[Stored data]
□ □ □ □ □
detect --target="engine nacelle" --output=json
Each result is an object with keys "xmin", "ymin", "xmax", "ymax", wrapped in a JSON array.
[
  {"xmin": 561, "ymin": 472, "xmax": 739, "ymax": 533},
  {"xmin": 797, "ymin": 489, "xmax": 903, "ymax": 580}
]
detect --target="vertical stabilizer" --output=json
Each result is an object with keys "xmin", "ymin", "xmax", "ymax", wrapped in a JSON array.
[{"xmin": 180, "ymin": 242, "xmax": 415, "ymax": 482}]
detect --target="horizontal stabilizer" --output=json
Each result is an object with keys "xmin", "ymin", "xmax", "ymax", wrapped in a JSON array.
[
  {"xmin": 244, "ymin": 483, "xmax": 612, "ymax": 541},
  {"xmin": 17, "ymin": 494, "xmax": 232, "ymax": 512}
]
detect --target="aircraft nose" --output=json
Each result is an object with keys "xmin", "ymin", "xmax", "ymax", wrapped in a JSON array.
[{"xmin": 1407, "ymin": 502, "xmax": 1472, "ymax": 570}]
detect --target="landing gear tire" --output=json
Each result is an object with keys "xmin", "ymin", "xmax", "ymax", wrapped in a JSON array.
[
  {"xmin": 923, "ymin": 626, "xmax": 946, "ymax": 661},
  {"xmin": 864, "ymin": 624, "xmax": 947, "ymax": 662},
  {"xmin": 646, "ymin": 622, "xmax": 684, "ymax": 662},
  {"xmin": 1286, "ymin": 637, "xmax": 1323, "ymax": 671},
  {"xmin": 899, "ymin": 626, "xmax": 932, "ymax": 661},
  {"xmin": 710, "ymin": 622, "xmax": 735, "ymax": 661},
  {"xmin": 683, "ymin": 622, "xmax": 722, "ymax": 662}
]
□ □ □ □ □
§ How to complete this task:
Lines with the word "detect": report how many there are in the entries, as a bare number.

§ Solution below:
5